[What you should do]
Reproduce every line of the listing below verbatim, with no alterations.

[Records supplied]
────

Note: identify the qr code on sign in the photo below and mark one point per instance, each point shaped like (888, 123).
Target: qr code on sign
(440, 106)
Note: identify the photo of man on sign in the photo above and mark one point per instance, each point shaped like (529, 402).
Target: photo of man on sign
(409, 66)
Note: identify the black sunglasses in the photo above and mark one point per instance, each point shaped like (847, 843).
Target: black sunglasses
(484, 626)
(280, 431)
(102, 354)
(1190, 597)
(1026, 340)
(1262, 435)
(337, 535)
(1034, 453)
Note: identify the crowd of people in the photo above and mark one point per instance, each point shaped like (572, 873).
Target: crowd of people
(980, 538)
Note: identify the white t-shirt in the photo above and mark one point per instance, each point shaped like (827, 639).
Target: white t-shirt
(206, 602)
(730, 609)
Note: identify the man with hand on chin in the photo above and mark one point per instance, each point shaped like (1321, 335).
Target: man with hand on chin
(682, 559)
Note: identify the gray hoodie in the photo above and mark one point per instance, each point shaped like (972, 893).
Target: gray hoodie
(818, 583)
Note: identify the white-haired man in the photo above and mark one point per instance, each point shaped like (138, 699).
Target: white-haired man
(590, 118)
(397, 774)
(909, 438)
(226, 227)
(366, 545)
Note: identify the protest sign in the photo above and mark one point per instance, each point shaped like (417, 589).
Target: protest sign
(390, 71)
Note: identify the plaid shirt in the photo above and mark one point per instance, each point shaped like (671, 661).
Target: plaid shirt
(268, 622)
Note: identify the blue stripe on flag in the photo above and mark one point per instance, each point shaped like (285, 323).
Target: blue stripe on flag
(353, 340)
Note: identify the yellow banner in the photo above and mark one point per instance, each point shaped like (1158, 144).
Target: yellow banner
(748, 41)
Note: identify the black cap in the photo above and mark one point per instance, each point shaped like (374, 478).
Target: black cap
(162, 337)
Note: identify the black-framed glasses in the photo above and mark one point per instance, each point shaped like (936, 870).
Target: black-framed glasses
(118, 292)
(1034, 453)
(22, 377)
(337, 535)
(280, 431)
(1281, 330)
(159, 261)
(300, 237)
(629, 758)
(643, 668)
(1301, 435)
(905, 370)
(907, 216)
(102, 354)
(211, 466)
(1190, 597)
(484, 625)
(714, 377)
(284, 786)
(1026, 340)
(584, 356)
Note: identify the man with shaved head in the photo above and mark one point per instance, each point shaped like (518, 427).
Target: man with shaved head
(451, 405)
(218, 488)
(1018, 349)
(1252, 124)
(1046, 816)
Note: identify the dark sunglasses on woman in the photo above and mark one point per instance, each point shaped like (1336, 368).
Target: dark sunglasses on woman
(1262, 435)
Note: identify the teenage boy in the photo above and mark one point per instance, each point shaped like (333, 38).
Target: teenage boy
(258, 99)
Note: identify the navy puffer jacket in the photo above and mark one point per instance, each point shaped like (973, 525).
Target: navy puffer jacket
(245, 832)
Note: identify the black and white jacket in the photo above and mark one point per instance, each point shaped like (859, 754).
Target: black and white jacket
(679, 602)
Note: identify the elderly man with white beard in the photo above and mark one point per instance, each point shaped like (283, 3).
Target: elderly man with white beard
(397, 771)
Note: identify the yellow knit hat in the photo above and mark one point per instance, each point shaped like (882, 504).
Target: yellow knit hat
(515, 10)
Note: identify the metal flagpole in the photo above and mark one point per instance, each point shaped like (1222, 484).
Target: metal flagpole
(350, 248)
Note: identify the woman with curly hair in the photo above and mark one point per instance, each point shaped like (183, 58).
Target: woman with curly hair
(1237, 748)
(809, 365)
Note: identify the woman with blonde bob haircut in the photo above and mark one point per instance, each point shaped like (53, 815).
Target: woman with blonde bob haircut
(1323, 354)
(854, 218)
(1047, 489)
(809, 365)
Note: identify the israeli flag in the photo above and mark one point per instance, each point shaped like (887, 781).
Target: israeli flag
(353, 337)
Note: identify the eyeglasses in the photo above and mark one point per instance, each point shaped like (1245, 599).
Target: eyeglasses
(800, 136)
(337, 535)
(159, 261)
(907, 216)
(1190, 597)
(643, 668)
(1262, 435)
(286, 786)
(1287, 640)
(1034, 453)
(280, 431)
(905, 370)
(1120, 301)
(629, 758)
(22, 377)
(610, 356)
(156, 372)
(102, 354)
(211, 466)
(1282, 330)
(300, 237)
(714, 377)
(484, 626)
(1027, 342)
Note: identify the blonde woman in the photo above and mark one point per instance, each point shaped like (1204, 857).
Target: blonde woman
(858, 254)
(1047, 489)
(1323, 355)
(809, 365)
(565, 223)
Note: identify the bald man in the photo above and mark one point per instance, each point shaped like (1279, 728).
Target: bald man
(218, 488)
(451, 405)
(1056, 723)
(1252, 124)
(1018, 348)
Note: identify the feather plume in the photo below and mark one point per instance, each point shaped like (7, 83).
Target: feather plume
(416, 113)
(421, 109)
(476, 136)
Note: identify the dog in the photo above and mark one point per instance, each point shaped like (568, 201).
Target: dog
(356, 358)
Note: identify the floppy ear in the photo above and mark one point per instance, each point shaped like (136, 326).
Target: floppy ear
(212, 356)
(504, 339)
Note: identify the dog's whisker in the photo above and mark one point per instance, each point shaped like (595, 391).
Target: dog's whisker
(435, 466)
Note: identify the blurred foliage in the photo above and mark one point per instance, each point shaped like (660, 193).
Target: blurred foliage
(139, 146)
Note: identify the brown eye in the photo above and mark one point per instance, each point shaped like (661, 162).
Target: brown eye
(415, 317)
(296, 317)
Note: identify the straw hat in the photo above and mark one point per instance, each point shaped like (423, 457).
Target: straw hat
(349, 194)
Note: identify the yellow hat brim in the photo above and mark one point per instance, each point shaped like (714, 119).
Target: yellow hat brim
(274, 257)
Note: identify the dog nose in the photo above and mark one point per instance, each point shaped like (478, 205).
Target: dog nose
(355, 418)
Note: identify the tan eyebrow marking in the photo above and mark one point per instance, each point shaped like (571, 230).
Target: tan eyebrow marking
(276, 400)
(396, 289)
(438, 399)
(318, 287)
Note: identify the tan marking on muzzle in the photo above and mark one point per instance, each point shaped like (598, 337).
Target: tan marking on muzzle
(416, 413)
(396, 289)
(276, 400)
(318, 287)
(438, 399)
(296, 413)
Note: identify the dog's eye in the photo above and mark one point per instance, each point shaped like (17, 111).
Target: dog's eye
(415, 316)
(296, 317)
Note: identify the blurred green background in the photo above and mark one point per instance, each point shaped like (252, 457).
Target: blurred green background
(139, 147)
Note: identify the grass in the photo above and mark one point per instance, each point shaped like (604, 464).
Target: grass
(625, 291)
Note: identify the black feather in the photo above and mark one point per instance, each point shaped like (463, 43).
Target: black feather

────

[Result]
Note: identify the qr code on sign in the photo below and mark one point per instance, each point shaped like (888, 123).
Target: qr code on sign
(440, 106)
Note: identify the photo of man on sign in the photo above and mark one point per instance, each point shaped like (529, 402).
Target: photo of man on sign
(409, 66)
Note: identify the black sunglasses in the photo above and mark one point per instance, each point shaped like (847, 843).
Target: black sunglasses
(484, 626)
(280, 431)
(102, 354)
(1190, 597)
(1026, 340)
(1262, 435)
(337, 535)
(1034, 453)
Note: identify the crowd of people in the photo above and mark one point per instance, each point shaped like (572, 873).
Target: crowd of people
(980, 538)
Note: identify the white t-shirt in the photo above and mark one point per instance, each point shaped like (827, 639).
Target: white t-shirt
(206, 602)
(730, 609)
Note: identify the man with hand on chin in the photo above and mark one point per instance, each point shaped like (1321, 335).
Target: man with hand on chin
(682, 559)
Note: identify the gray hoodie in the photo above and mark one point per instance, each point shaped like (972, 893).
Target: gray hoodie
(818, 583)
Note: identify the white-haired man in the photo above and mark one point per instance, each point shaped like (138, 699).
Target: white-haired man
(590, 118)
(397, 774)
(909, 438)
(226, 227)
(366, 545)
Note: identify the protest sign in the photo above and mark one point per instance, each point shaped like (417, 589).
Target: protest sign
(390, 71)
Note: identify the plaid shirt in the photo above and mark one point per instance, each point shaped like (671, 661).
Target: plaid shirt
(268, 622)
Note: identify the blue stripe on flag in the photo above and mark one point per instance, each point shaped like (285, 323).
Target: blue stripe on flag
(353, 340)
Note: identify the yellow banner in the photo above and mark one point per instance, each point shaped like (1158, 144).
Target: yellow banner
(748, 41)
Note: identify the black cap in the photo above and mark one point per instance, each point shaped like (374, 478).
Target: black cap
(162, 337)
Note: identify the black-framed glasses in the photo above and mark one point per instance, each point shaped like (936, 870).
Target: black-framed glasses
(118, 292)
(1034, 453)
(22, 377)
(337, 535)
(280, 431)
(1281, 330)
(159, 261)
(300, 237)
(629, 758)
(643, 668)
(1301, 435)
(905, 370)
(907, 216)
(102, 354)
(211, 466)
(1190, 597)
(484, 625)
(714, 377)
(284, 786)
(1026, 340)
(584, 356)
Note: identify the man with shaved head in the photo above and mark one point per instance, each point shaped like (518, 427).
Target: man with shaved head
(451, 405)
(218, 488)
(1018, 349)
(1252, 124)
(1046, 816)
Note: identify the dark sunglasses on woman in the photo above and mark one point per instance, each point shaped like (1336, 368).
Target: dark sunglasses on woman
(1262, 435)
Note: identify the teenage boy in the photo above and mark one point per instance, each point shaped like (333, 38).
Target: teenage boy
(258, 99)
Note: identify the navy puffer jacket in the photo above and mark one point per instance, each point shaped like (973, 525).
Target: navy puffer jacket
(245, 832)
Note: identify the black and white jacket in the photo above and mark one point per instance, each point shaped like (859, 754).
Target: black and white jacket
(679, 602)
Note: identify the elderly man with white beard in the photo above and mark one point per instance, each point shaped like (283, 3).
Target: elderly man with white beard
(397, 771)
Note: identify the yellow knit hat in the photo above and mark one point per instance, each point shaped like (882, 504).
Target: yellow knit hat
(515, 10)
Note: identify the metal flagpole in the photo above and mark one point per instance, each point shaped like (1222, 484).
Target: metal flagpole
(350, 248)
Note: identify the woman with curly hair in the photo above and mark one point per instance, each point shaped like (183, 58).
Target: woman with curly hair
(1237, 748)
(809, 365)
Note: identify the woman with blonde bob haircut in the photo above and mark one point per instance, each point shaped like (53, 815).
Target: woman with blonde bob haircut
(1323, 354)
(854, 218)
(1047, 489)
(809, 365)
Note: identify the israeli flag in the photo above and mark one point per instance, each point shaped like (887, 781).
Target: israeli flag
(353, 337)
Note: identify the eyeglasses in the photo above and mark one point per instance, each point shaped like (1245, 599).
Target: eyeglasses
(800, 136)
(337, 535)
(159, 261)
(907, 216)
(1190, 597)
(643, 668)
(1262, 435)
(286, 786)
(1287, 640)
(1034, 453)
(280, 431)
(905, 370)
(1120, 301)
(629, 758)
(22, 377)
(610, 356)
(156, 372)
(102, 354)
(211, 466)
(1282, 330)
(300, 237)
(714, 377)
(484, 626)
(1027, 342)
Note: identify the blonde woman in the photo above and mark one point per instance, each point shaped like (1204, 857).
Target: blonde woman
(858, 254)
(1047, 489)
(1323, 355)
(809, 365)
(565, 223)
Note: identify the bald man in the photo above and mark one point per instance, each point shaped like (1279, 728).
Target: bald man
(218, 488)
(451, 405)
(1056, 723)
(1252, 124)
(1018, 348)
Note: identify the feather plume in the photo below and mark one point per instance, each point shaped like (7, 83).
Target: feather plume
(416, 113)
(421, 109)
(476, 136)
Note: identify the dog in the photo above and mark one point per instance, each point shaped like (568, 201).
Target: dog
(356, 358)
Note: identify the floppy ear in the photo above and mark one point per instance, each point shaped like (136, 326).
Target: floppy ear
(212, 356)
(504, 339)
Note: identify the dog's whisker in the photo above and mark one point per instance, each point shaped like (595, 391).
Target: dog's whisker
(435, 466)
Note: identify the blurred foliage in the photo above and mark one point per instance, each point shaped like (660, 193).
Target: blurred foliage
(139, 146)
Note: identify the brown eye in the photo above and mark one point per instance, each point shaped like (661, 162).
Target: brown eye
(415, 317)
(296, 317)
Note: identify the straw hat in the photo above and mark one point per instance, each point shaped like (423, 457).
Target: straw hat
(349, 194)
Note: identify the yellow hat brim in the photo above and mark one point per instance, each point shaped like (714, 119).
Target: yellow hat brim
(274, 257)
Note: identify the dog nose in the photo above and mark one point per instance, each point shaped like (478, 205).
Target: dog nose
(355, 418)
Note: identify the tan eyebrow marking in the photo above and mark one point per instance, each point shaped like (571, 230).
Target: tan eyebrow marking
(276, 400)
(396, 289)
(438, 399)
(318, 287)
Note: identify the tan marking on muzzle in the photo above and mark one point per instance, each point shaped like (598, 337).
Target: tan marking on muzzle
(416, 413)
(396, 289)
(276, 400)
(318, 287)
(438, 399)
(296, 413)
Note: identify the dog's eye in the photo above and mark one point per instance, each point shaped like (17, 111).
Target: dog's eye
(415, 316)
(296, 317)
Note: identify the blurred green background in the photo above and mark one point per instance, each point shaped like (252, 457).
Target: blurred green background
(139, 147)
Note: identify the grass in the photo above and mark one point per instance, each point shaped like (604, 464).
Target: grass
(625, 291)
Note: identify the black feather in the photo above and mark one point per instance, each point shaped like (463, 43).
Target: black feather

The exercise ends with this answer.